◆ Task
In the book review that follows, how many "free whites" and how many slaves did Jefferson count in his 1800 census of his "family" at Monticello?

◆ Text section
__________________________________________________

At the very beginning of 2018’s American Dialogue: The Founders and Us, historian Joseph J. Ellis lays out his personal self-evident truth. This guide star that leads his work is simple yet important: “The study of history is an ongoing conversation between past and present from which we all have much to learn.”
I couldn’t agree more. Especially in times of crisis such as we face now.
Over the book’s 200+ pages, Ellis demonstrates how just such a dialogue takes place in the hands of a talented historian, biographer, writer, and thinker immersed in the study of our nation’s founding. Focusing on key issues of our day, he carries on a rich, thoughtful, and challenging conversation with four founders that helps us go back to the beginning and understand some of their controversial decisions, and how that differs from choices we are making today.
The questions are well chosen given our highly polarized times. Ellis notes that we are “currently incapable of sustained argument” as our creedal convictions — formed during the revolutionary era — bump up against “the emergence of a truly multiracial society; the inherent inequalities of a globalized economy; the sclerotic blockages of an aging political architecture; and the impossible obligations facing any world power once the moral certainties provided by the Cold War vanished.” This attempt to take these questions back to the founders to see what we can learn is smart in its conception and — while not without flaws — nonetheless illuminating in its execution.
As it should, the conversation begins with our original sin of slavery and race. Ellis chooses Thomas Jefferson as the founder who “lived a life thoroughly embedded in the twin American dilemmas of slavery and racism.” When Jefferson made a census of his “family” at Monticello in 1800, “he counted eleven ‘free whites’ and ninety-three slaves, two of whom were his own children.” Ellis, who is one of Jefferson’s most astute biographers, shows how this founder’s views on race changed significantly from 1776 to his death fifty years later in 1826. While assuming in the early days of the revolution that slavery would end like other barbaric practices, later he presented a multi-layered defense of his inaction on emancipation that cast him in the role of helpless victim.

__________________________________________________

◆ Entries
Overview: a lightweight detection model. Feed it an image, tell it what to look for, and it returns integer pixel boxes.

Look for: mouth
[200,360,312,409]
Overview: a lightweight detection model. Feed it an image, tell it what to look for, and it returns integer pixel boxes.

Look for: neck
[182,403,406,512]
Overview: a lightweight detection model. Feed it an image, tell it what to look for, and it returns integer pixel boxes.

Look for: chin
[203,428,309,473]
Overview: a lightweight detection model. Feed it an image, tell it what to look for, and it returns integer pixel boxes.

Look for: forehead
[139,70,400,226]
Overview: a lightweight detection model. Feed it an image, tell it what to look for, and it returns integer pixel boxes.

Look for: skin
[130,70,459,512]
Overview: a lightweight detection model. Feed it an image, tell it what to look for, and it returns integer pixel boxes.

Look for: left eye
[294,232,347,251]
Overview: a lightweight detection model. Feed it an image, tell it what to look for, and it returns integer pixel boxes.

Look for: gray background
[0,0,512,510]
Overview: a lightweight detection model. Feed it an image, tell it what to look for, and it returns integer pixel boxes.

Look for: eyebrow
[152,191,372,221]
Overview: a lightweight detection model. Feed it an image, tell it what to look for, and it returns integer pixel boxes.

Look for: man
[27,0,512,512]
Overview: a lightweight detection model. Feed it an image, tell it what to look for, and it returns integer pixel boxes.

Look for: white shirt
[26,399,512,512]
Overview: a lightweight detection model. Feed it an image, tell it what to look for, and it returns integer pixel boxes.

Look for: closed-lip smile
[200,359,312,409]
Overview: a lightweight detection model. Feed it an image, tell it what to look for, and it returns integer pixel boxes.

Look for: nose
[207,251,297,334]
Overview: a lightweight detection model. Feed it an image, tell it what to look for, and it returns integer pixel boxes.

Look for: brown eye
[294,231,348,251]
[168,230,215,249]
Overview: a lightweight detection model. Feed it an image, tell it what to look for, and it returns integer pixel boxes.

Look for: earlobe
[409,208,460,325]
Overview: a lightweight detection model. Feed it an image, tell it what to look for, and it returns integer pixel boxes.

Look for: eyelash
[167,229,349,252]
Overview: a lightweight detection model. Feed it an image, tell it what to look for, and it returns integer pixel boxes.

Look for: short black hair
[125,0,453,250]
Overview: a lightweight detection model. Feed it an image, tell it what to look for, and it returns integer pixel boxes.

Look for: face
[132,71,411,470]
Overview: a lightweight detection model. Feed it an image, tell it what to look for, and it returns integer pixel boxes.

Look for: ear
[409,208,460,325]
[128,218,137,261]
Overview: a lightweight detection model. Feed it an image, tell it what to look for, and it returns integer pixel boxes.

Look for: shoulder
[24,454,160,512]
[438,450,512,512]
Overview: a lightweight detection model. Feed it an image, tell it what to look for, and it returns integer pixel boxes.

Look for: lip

__________________________________________________

◆ Result of this exercise
Eleven "free whites" and ninety-three slaves.